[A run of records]
•••••

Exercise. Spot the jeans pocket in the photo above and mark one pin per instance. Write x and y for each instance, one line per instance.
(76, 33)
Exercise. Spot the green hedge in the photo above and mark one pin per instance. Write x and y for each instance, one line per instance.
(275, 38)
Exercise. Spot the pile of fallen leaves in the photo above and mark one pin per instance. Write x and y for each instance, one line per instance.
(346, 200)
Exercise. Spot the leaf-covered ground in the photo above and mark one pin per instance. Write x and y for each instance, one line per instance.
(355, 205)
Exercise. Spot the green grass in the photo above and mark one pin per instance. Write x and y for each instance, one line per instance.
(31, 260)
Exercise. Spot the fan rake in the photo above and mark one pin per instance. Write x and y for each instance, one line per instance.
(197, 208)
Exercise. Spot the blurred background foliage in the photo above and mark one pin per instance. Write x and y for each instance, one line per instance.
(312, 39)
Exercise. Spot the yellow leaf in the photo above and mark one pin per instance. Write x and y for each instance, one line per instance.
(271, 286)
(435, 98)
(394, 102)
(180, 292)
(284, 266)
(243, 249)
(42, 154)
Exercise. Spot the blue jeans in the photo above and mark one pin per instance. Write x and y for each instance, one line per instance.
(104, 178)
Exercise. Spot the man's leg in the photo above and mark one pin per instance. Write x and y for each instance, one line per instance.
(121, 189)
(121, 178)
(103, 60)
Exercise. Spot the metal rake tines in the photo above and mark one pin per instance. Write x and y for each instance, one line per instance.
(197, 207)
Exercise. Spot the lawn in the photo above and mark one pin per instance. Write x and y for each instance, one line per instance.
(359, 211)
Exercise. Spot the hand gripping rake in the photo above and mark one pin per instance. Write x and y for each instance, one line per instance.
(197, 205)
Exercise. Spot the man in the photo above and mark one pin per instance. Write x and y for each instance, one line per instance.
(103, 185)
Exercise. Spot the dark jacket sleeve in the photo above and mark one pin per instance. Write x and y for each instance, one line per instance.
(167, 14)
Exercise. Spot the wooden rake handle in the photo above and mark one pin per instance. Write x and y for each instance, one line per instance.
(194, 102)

•••••

Goal: The required output is the span of lines from the one containing "Exercise. Spot the blue" to the last line, reproduced character for character.

Answer to the exercise:
Exercise. Spot the blue jeans in the photo above and mark one pin per instance. Write x and y for each instance, one line per instance.
(104, 178)
Exercise. Spot the man's leg in the photo above and mark one pin per instance. Write x and y for each instance, one line per instance.
(121, 189)
(121, 178)
(103, 60)
Exercise. Spot the metal rake tines in the photo above and mark one pin per instance. Write x and y for each instance, one line per instance.
(197, 207)
Exercise. Spot the lawn in the photo above and mark one pin per instance. Write x and y for each instance, one line per instance.
(359, 211)
Exercise. Spot the hand gripping rake in the photo above and mark one pin per instance. Write x and y for each instance, one line per instance.
(197, 205)
Exercise. Spot the man in the photo above and mark one pin per instance. Write x and y for each instance, one line per instance.
(103, 185)
Exercise. Spot the dark jacket sleeve in the photo above and mark one pin per instance. Write x and y for each instance, one line per instance.
(167, 14)
Exercise. Spot the wooden rake handle in the photo above and mark one pin per instance. Write x and y for each instance, one line per instance.
(194, 102)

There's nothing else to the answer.